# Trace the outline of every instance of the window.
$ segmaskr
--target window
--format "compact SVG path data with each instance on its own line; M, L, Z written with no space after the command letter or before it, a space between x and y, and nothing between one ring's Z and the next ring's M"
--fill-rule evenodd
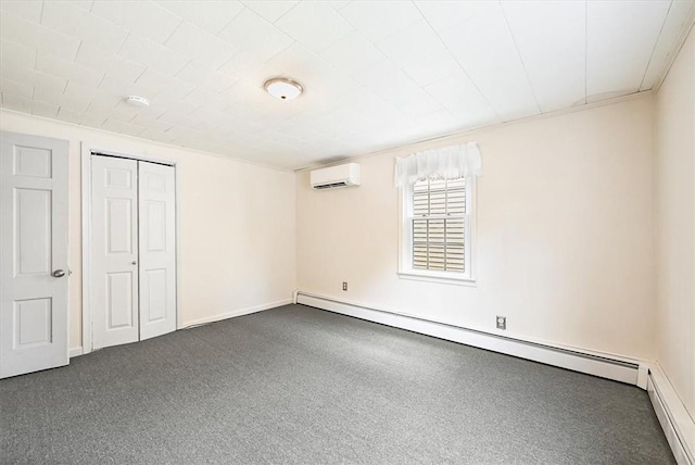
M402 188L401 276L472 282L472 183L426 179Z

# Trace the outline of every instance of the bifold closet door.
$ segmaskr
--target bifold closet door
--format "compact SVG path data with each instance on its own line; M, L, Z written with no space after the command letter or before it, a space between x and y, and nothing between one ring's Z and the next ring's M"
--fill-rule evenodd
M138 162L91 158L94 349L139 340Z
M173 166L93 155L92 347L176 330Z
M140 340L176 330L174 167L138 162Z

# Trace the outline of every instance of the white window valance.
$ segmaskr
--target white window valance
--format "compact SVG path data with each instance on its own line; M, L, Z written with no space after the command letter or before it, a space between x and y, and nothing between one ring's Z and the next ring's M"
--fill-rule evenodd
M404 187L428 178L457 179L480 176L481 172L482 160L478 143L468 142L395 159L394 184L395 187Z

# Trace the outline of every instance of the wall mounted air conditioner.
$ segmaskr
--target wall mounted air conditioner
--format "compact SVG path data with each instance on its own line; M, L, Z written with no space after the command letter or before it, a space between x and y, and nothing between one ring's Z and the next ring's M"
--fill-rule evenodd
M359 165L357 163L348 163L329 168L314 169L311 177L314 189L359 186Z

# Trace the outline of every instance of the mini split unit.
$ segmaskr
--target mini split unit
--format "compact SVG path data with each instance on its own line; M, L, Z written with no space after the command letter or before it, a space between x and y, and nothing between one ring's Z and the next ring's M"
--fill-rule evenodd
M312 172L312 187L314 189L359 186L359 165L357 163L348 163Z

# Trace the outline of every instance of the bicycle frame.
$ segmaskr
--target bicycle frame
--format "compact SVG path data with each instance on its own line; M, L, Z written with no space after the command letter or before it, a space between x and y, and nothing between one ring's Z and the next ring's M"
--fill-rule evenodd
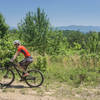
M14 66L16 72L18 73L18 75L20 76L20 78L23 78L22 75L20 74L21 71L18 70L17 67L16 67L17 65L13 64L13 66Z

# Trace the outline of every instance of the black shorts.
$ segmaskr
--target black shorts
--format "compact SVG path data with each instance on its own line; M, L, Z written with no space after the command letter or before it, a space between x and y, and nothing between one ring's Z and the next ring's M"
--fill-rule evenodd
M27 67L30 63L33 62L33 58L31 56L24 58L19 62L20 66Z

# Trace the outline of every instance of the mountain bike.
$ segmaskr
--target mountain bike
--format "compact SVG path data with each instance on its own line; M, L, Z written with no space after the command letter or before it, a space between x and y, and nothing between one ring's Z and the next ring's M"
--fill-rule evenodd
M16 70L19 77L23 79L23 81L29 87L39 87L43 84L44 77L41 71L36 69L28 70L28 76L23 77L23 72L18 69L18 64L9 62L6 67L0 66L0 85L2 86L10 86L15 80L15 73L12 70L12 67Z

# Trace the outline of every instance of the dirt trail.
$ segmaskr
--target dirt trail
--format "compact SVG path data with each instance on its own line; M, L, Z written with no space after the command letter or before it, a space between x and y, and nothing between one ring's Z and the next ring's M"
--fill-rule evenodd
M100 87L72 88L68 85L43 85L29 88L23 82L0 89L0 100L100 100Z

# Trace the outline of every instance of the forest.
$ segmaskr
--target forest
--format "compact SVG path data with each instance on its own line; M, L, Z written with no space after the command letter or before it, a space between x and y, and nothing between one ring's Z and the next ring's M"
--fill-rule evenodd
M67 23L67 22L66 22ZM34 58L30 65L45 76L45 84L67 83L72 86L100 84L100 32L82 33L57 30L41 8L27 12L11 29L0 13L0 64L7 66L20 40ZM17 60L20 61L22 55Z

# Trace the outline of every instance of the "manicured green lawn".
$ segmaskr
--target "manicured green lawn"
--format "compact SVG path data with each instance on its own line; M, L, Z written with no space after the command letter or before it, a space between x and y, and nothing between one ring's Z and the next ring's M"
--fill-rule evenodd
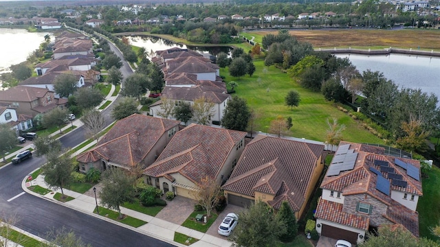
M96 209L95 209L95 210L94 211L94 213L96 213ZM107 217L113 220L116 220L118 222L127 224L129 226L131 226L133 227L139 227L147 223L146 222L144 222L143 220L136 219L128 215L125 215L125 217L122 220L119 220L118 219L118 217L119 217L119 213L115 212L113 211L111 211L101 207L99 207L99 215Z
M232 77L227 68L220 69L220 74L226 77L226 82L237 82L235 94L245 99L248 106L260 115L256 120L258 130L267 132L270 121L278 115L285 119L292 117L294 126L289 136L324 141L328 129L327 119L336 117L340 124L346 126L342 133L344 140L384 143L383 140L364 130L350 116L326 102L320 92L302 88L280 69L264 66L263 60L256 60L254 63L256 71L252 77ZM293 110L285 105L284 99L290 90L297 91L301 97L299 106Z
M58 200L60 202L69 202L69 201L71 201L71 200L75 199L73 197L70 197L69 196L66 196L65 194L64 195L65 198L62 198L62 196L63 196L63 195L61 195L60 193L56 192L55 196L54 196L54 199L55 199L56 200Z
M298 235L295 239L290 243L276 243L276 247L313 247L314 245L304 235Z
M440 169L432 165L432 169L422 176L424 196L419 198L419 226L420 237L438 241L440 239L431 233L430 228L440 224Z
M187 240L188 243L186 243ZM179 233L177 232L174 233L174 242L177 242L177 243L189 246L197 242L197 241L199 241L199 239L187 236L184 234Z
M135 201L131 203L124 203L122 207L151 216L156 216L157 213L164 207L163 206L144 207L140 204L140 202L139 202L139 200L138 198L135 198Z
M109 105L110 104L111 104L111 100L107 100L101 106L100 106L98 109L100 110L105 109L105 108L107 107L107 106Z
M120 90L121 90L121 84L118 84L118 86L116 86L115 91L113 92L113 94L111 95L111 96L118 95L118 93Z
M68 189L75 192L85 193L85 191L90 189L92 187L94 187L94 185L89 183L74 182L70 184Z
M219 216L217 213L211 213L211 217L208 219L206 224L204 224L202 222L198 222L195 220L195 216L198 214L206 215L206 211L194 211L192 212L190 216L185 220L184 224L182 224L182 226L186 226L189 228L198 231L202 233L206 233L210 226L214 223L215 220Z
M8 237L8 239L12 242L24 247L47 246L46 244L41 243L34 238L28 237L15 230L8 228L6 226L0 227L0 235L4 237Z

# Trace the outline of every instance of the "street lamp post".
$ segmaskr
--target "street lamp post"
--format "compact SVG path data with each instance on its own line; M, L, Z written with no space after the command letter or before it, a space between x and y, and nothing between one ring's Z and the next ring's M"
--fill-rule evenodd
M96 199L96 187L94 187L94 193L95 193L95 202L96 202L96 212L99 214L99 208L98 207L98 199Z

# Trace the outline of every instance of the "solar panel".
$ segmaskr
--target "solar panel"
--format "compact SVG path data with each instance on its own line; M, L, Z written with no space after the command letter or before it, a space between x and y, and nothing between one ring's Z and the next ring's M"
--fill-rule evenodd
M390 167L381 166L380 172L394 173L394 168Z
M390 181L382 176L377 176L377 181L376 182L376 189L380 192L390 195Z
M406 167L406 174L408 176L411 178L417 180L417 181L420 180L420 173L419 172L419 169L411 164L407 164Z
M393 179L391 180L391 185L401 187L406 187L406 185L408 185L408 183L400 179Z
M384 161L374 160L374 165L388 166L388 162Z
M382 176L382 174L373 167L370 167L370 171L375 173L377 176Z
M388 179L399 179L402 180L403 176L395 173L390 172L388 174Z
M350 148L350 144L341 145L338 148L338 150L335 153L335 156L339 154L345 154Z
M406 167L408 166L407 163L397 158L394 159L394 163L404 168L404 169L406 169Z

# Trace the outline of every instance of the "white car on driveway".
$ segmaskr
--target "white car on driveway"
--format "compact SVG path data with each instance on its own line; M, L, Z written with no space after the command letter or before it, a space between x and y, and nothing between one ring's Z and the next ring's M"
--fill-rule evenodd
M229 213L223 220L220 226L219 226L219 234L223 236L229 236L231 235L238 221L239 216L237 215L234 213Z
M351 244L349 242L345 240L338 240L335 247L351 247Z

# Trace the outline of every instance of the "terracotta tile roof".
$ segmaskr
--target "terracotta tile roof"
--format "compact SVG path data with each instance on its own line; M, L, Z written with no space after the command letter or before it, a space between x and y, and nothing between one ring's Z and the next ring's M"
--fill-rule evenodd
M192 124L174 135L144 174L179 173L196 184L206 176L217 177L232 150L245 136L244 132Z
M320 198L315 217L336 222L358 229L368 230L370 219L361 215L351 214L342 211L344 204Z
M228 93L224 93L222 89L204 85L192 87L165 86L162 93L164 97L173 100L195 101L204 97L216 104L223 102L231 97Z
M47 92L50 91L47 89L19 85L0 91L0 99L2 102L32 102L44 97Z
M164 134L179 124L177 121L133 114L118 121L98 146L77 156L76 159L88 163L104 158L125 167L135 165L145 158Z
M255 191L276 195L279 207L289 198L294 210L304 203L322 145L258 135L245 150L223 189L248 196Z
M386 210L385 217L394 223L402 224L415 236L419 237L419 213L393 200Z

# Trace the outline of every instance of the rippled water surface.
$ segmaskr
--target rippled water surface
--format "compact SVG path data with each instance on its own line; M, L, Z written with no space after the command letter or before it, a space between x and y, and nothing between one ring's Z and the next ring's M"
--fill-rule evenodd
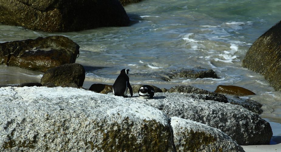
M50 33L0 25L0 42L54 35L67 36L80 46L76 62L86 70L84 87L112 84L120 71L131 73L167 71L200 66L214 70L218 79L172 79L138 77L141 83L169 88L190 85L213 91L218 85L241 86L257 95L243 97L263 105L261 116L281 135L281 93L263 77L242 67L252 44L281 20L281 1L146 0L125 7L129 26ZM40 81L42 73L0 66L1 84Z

■ **Objective**: Reproduce word for word the lines of the records starting with the line that contains "# Trace the outline of every instance of the bicycle" and going on through the line that contains "M16 70L19 77L23". Leave the pictures out of your answer.

■ **Exercise response**:
# Trace the outline of every instance of the bicycle frame.
$ segmaskr
--target bicycle frame
--format "compact SVG path data with each instance on its own line; M, L, Z written with no space after the command letter or before it, a space between x and y, and nothing between one ring's Z and the next ring's M"
--fill-rule evenodd
M14 66L16 72L18 73L18 75L20 76L20 78L23 78L22 75L20 74L21 71L18 70L17 67L16 67L17 65L13 64L13 66Z

# Trace the outline of every instance of the black shorts.
$ segmaskr
--target black shorts
--format "compact SVG path data with each instance on its own line; M, L, Z written with no space after the command letter or before it, a space between x and y, and nothing between one ring's Z and the next ring's M"
--fill-rule evenodd
M27 67L30 63L33 62L33 58L31 56L24 58L19 62L20 66Z

# Trace the outline of every instance of the mountain bike.
$ segmaskr
--target mountain bike
--format "compact SVG path data with each instance on its own line; M, L, Z written with no space after the command letter or before it, a space between x and y, and nothing between one ring's Z and the next ring's M"
--fill-rule evenodd
M16 70L19 77L23 79L23 81L29 87L39 87L43 84L44 77L41 71L36 69L28 70L28 76L23 77L23 72L18 69L18 64L9 62L6 67L0 66L0 85L2 86L10 86L15 80L15 73L12 70L12 67Z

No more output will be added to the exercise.